--- Given data ---
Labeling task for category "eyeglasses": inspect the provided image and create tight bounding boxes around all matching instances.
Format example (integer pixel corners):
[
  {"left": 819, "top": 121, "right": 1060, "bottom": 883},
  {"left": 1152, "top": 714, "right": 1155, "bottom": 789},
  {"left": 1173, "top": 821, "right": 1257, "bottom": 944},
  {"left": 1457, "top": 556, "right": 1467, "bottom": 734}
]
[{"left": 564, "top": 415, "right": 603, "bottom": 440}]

--- Problem details ---
Top to bottom, the records above must be output exactly.

--- Answer section ---
Labeling task for category "eyeglasses": inspect the provided image and create tight bounding boxes around all matching instances.
Format example (integer pixel corners):
[
  {"left": 819, "top": 121, "right": 1060, "bottom": 883},
  {"left": 1152, "top": 714, "right": 1155, "bottom": 789},
  {"left": 1173, "top": 821, "right": 1257, "bottom": 944},
  {"left": 1457, "top": 556, "right": 1467, "bottom": 734}
]
[{"left": 564, "top": 415, "right": 603, "bottom": 440}]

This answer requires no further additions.